▶ **Problems to work on**:
**A.** In the court ruling excerpt, what other name is Straight Smile known by?
**B.** Extend the court ruling excerpt past its final sentence.

▶ **Excerpt to read**:
These special interrogatories seek information regarding: the ownership percentages of the owners of Straight Smile, (No. 14), Defendant’s interest in Straight Smile, (No. 28), the terms of the sale of Defendant’s interest in Straight Smile, (No. 29), identities of individuals with knowledge related to the sale, (No. 31), identity of documents related to the sale, (No. 32), all consideration Defendant received from the sale, (No. 35), funds received from the sale, if different, (No. 36), the accounts to which Defendant transferred the proceeds from the sale, (No. 37), Defendant’s disposition of the proceeds, (No. 38), identities of individuals with knowledge of Defendant’s disposition of proceeds, (No. 39), identity of all documents related to Defendant’s disposition of proceeds, (No. 40), identities of individuals with knowledge of Defendant’s use of the proceeds, (No. 41), and identity of all documents related to Defendant’s use of the proceeds. (No. 42.)

 

Plaintiff’s primary allegation in the complaint is that Defendant sold Straight Smile, also known as Byte, without sharing the proceeds with Plaintiff as required by the parties’ agreement. The Court finds Civil Code section 3295(c) does not bar the discovery sought, which is limited solely to the issue of the sale of Straight Smile and Byte. “Unlike the situation in which a plaintiff seeks to discover defendant's financial status solely for the purpose of assessing a punitive damages claim, the [information] sought by petitioner here are fundamental to his case.” (Rawnsley v. Superior Court (1986) 183 Cal.App.3d 86, 91.)

▶ **Extracted records**:
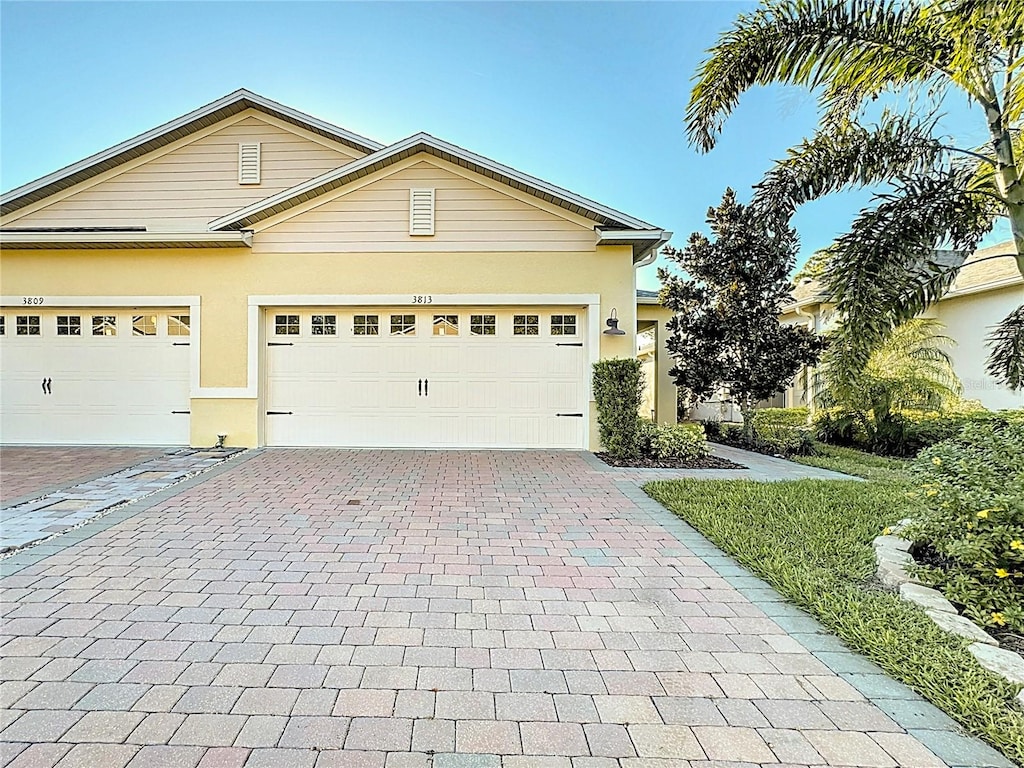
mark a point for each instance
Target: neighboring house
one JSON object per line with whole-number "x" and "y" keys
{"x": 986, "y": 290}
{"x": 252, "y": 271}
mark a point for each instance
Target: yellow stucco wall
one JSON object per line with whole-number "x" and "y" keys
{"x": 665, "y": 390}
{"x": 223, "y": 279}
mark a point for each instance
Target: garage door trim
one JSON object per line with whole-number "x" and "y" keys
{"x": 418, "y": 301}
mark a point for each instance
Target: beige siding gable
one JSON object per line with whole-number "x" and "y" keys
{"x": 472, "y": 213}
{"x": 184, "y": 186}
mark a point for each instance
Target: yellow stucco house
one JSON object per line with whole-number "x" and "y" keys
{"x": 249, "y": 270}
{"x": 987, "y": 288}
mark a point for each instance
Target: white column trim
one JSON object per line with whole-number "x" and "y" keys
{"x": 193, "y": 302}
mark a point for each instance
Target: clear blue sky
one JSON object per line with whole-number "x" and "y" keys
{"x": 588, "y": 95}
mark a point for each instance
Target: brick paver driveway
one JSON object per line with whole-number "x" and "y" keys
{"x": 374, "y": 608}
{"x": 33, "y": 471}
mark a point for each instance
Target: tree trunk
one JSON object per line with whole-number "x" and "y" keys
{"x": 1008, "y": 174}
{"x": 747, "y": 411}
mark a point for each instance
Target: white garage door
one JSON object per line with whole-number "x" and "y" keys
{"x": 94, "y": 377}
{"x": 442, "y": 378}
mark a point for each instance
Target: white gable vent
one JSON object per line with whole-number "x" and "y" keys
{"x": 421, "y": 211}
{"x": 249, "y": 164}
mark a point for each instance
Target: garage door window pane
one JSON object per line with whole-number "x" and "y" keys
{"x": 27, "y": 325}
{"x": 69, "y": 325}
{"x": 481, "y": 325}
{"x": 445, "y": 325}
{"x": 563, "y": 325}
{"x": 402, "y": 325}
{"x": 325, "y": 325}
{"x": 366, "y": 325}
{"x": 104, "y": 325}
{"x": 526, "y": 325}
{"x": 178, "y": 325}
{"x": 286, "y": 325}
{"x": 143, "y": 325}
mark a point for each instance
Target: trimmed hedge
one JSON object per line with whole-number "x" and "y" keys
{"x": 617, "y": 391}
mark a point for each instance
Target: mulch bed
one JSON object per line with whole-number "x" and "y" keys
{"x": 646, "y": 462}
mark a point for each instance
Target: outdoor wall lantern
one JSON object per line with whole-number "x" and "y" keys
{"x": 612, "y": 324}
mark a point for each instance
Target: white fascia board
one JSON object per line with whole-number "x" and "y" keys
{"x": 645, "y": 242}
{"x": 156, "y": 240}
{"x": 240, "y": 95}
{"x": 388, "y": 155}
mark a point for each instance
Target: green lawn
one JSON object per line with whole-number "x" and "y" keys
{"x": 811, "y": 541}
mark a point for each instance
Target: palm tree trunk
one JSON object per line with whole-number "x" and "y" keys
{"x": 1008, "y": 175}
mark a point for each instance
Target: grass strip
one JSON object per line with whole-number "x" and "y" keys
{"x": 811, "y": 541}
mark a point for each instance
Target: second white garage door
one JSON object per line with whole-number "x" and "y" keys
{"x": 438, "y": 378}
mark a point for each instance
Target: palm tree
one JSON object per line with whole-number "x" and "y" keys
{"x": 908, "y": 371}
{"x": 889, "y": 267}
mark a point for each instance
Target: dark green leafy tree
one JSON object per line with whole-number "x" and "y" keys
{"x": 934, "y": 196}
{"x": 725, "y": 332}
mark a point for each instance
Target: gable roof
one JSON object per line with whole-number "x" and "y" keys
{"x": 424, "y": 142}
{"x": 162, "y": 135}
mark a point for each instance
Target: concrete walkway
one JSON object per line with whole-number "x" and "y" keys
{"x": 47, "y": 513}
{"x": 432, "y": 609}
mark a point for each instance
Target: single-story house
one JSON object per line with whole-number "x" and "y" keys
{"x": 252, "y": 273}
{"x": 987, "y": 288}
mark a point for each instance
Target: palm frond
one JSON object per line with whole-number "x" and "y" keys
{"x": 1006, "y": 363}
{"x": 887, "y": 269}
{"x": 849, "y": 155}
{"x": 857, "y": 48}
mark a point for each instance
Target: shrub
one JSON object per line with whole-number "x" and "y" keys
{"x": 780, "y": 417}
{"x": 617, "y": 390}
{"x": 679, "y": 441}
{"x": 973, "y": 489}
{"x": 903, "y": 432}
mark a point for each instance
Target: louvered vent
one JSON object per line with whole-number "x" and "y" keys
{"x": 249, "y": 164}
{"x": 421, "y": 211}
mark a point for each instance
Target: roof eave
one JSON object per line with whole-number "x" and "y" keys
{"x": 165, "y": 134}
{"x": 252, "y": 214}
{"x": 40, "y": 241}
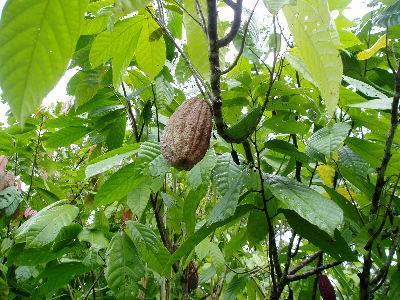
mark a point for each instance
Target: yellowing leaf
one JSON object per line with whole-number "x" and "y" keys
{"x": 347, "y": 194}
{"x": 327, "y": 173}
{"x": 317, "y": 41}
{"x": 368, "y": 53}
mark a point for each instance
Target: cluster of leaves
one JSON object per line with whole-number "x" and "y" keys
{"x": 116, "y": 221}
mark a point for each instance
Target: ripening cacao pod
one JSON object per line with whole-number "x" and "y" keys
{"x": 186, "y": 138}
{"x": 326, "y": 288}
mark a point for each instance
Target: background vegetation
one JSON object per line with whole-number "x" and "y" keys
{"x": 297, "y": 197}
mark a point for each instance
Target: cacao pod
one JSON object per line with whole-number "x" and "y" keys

▶ **Expected outputs**:
**A.** Byte

**B.**
Defendant cites Farmers & Merchants Trust Co. v. Vanetik (2019) 33 Cal.App.5th 638, which did not address the proper scope of discovery and is therefore inapplicable. Defendant also cites Kerner v. Superior Court (2012) 206 Cal.App.4th 84, which addressed a plaintiff’s motion pursuant to Civil Code section 3295 to conduct net worth discovery, which is not at issue here. The court in Kerner noted “[p]retrial discovery of a defendant's financial condition in connection with a claim for punitive damages is prohibited absent a court order permitting such discovery.” (Id. at 119.) Defendant’s attempt to distinguish Rawnsley is not persuasive. The Court does not agree that discovery must be precluded because the parties can resolve “whether Plaintiff had an entitlement to th[e] proceeds” without the discovery sought. (Opp. at 11:24-12:11.) Plaintiff does not seek general financial discovery that would support a claim for punitive damages, but rather discovery tailored to the primary transaction at issue in this case. Defendant’s objection based upon Civil Code section 3295 is overruled.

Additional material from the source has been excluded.